[Records from a dataset]
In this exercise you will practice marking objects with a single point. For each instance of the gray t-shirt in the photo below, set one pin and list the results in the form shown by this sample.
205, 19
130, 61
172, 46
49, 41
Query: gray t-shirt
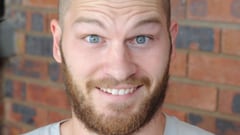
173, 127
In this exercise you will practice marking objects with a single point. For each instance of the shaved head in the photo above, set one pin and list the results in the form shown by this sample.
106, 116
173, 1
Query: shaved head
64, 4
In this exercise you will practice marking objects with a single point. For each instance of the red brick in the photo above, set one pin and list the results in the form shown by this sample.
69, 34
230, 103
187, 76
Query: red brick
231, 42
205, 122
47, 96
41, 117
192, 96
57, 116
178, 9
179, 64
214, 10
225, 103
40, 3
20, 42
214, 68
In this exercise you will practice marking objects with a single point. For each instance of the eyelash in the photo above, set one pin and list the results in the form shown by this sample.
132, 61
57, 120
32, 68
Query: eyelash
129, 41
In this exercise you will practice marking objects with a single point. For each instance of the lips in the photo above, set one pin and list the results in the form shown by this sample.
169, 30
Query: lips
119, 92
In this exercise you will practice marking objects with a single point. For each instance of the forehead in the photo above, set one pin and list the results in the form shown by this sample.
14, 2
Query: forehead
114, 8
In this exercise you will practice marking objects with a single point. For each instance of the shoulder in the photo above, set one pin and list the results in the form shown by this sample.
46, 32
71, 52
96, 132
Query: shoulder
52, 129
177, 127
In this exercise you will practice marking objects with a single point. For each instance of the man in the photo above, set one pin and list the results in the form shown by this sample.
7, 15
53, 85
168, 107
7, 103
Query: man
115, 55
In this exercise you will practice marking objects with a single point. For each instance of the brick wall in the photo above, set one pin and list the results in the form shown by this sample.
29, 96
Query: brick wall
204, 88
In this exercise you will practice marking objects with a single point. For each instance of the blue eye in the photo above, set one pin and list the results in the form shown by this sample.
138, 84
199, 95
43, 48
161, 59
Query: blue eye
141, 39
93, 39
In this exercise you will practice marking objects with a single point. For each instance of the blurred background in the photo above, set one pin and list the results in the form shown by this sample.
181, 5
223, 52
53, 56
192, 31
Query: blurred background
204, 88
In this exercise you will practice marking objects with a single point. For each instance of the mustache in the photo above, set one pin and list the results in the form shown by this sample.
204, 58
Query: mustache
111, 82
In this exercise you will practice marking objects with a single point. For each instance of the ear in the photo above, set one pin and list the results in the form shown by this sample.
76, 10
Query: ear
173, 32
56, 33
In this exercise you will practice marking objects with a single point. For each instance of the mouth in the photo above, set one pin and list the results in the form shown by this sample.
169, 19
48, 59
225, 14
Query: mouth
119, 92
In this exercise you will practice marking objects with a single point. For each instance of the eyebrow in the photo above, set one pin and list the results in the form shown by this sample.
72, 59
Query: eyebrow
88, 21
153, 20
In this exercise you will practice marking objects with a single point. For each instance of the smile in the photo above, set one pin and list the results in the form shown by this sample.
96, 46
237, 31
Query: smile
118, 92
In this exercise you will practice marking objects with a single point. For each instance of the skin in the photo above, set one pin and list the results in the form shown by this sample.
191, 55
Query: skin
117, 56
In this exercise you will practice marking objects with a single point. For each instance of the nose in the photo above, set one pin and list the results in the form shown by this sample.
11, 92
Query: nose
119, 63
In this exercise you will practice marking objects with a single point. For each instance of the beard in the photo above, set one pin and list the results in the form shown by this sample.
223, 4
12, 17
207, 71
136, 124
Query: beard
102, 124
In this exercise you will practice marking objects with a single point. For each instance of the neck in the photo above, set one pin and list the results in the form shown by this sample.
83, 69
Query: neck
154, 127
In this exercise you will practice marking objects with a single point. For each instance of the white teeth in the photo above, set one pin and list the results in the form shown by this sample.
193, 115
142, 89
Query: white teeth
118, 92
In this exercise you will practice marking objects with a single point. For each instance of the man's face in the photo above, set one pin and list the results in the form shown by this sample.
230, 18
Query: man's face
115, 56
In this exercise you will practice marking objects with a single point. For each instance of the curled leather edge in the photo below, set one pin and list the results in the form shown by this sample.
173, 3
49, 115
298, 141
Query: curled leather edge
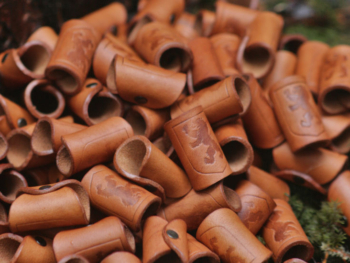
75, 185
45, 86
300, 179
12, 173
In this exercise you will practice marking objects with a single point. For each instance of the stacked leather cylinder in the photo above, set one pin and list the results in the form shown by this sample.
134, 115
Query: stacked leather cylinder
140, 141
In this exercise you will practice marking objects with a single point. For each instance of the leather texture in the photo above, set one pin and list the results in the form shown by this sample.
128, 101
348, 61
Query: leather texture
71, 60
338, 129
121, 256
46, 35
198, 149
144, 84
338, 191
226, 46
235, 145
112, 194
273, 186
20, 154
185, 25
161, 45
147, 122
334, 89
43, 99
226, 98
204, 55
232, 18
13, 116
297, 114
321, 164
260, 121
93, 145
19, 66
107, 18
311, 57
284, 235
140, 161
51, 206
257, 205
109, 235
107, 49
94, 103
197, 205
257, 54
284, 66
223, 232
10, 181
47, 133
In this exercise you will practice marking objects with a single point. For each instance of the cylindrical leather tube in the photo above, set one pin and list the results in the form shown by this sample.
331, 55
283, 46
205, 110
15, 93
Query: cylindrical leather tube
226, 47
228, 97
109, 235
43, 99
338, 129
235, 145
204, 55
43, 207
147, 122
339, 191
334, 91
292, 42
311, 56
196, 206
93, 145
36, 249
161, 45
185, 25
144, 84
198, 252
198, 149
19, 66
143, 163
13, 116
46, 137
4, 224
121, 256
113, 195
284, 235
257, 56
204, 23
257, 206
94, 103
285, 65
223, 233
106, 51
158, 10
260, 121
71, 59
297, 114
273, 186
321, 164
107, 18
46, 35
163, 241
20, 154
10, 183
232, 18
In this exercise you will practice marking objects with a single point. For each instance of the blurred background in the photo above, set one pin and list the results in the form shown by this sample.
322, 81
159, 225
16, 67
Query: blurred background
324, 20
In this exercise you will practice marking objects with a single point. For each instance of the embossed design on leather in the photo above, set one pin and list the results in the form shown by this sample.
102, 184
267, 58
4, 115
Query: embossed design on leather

» Your task:
Retype each record exactly as it stands, but do not include the pictures.

» Final result:
In this exercise you will practice marking objects with a single point. For each instance of the gray t-shirt in the photo below, set one pin and list the results in the form shown by this sample.
205, 19
130, 61
172, 46
49, 41
Query: gray t-shirt
173, 127
In this exercise you will practice marking objects with a single point. For each instance of the shaved head in the photo above, set one pin and list the results in the form shown by this sample.
106, 116
173, 1
Query: shaved head
64, 4
In this exercise you will practice marking objects with a single point. For each instance of the red brick in the photo above, set one pin and list the results in the form shown by this sample.
69, 34
230, 103
187, 76
Query: red brick
231, 42
205, 122
47, 96
41, 117
192, 96
57, 116
178, 9
179, 64
214, 10
225, 103
40, 3
20, 42
214, 68
In this exercise you will practice marking objects with a single point. For each instance of the eyelash in the photo above, set one pin and list the results in the form shown by this sample.
132, 61
57, 120
32, 68
Query: eyelash
129, 41
In this exercise you will practice marking objects with a single point. For each instance of the lips in the photo above, set one pin and list the results in the form shown by this sample.
169, 30
Query: lips
119, 92
In this exercise you will practice marking objects with a single point. For each instance of the forehead in the photo above, set one pin and list the results in the form shown by this sample.
14, 2
Query: forehead
114, 8
In this exercise you will practice marking objects with a single point. For each instance of the shoulder in the photo above, set one pin and list the results in the form shown by this sample.
46, 32
71, 52
96, 132
Query: shoulder
52, 129
177, 127
In this exercise you will practice marking objects with a single point. For each instance of the man in the photo above, set one pin and list the results in the form shown by this sample.
7, 15
53, 85
168, 107
7, 103
Query: man
115, 55
In this exercise you will practice marking objects with a single point. For each instance of the brick wall in the photo above, set one pin and list the results in the form shown by this sample.
29, 96
Query: brick wall
204, 88
In this exercise you will practice marking objects with a single point. For each instance of the blue eye in the photo above, set one pin and list the results in the form shown by this sample.
138, 84
199, 95
43, 48
161, 59
Query: blue eye
141, 39
93, 39
In this exercise you will practice marking objects with a single point. For each instance of the blurred background in the photo above, set one pin and list the results in the form shown by this sample.
181, 5
223, 52
53, 56
192, 31
Query: blurred background
204, 88
In this exercise you will practice marking objects with a single point. For each instance of the mustache in the photo above, set one pin and list the results in the form shown by this sample.
204, 58
Query: mustache
111, 82
In this exercise you will practice marking objects with a single point. For each instance of the ear in the photo above, set one pin and list the results in the form shown by this sample.
76, 10
Query: ear
173, 32
56, 33
In this exercise you will practice marking objects with a single point. For each instance of the mouth in the photo above, set one pin and list the results in the form shown by this sample.
169, 19
48, 59
225, 14
Query: mouth
119, 92
In this exercise you will practice marking objects with a single point. For each instance of the eyebrow in the photo above, set one pin and list the results in the form shown by this sample.
72, 59
Query: eyebrow
88, 21
153, 20
In this exercise you will practice marking objects with a single point. For each instance of the smile in the photo above, set one pin and list the results in the form shown by this sample.
96, 46
237, 31
Query: smile
118, 92
In this exercise you will practice marking objects with a single point. For each instance of the skin in the photo above, set one pin and list the results in the form shown by this sample.
191, 55
Query: skin
117, 56
In this exercise you will practice marking objects with a single point. For each instance of the nose in the photo above, set one pin and list the results in the form shown by this sample.
11, 92
Query: nose
119, 63
In this exercise you will practice marking objects with a single point. For each instance of the beard in the photo above, set one pin and list the results in the form shown by this sample.
223, 4
12, 17
207, 71
136, 124
Query: beard
102, 124
In this exercise you will practice marking objects with a single point. For each instance of the neck in the photo above, set one pin and list the results in the form shown by this sample.
83, 69
Query: neck
154, 127
In this exercise you will practice marking objects with a single point. For each instance of the white teeth in the photo above, set one pin and list the results in the form shown by this sample.
193, 115
142, 89
Query: white teeth
118, 92
In this exercise you will practice marking objects with a single point. For each instance of the man's face in the photo above, set one pin and list the results in the form shown by this sample.
230, 18
Query: man's face
115, 56
In this exercise you will practice marking objects with a single point. For each instance of the curled leather edge in the photo below, set one pin and list the results in the form shown by this sample.
173, 3
49, 115
298, 141
Query: curled leather edge
75, 185
45, 86
300, 179
12, 173
In this exercise you will practice marking objects with a single point. For each instance of the stacked leather cylinder in the photo above, set one pin and list the results in the form shown by this sample.
134, 115
Query: stacked leather cylinder
140, 141
In this exercise you will practice marking objects with a single point. For each instance of the leather texture in the photo above, set one pin and list the results in the form shown by this sample.
128, 101
348, 61
Query: leather texture
71, 60
338, 129
121, 256
46, 35
198, 149
144, 84
338, 191
226, 46
235, 145
112, 194
273, 186
20, 154
185, 25
161, 45
147, 122
334, 89
43, 99
226, 98
204, 55
232, 18
13, 116
297, 114
321, 164
260, 121
93, 145
19, 66
107, 18
311, 57
284, 235
140, 161
51, 206
257, 205
109, 235
107, 49
94, 103
197, 205
257, 54
284, 66
223, 232
10, 181
47, 133
In this exercise you will practice marking objects with a single point. For each instance of the cylindrical leather tube in the photo above, set one pin and list the results in the form shown by this sample.
331, 55
283, 46
205, 110
15, 93
Query: cylindrical leather tube
226, 47
228, 97
109, 235
43, 99
338, 129
235, 145
204, 55
43, 207
147, 122
339, 191
334, 91
292, 42
311, 56
196, 206
93, 145
36, 249
161, 45
185, 25
144, 84
198, 252
198, 149
19, 66
143, 163
13, 116
46, 137
4, 224
121, 256
113, 195
284, 235
257, 56
204, 23
257, 206
94, 103
285, 65
223, 233
106, 51
158, 10
260, 121
71, 59
297, 114
273, 186
321, 164
107, 18
46, 35
163, 241
20, 154
10, 183
232, 18
In this exercise you will practice marking objects with a single point. For each instance of the blurred background in the photo above, set one pin and list the results in the form shown by this sample.
322, 81
159, 225
16, 67
Query: blurred background
324, 20
In this exercise you will practice marking objects with a single point. For each instance of the embossed design on leather in the photo above, set one pin and list the results in the form shown by this sample.
102, 184
267, 58
4, 115
Query: embossed design on leather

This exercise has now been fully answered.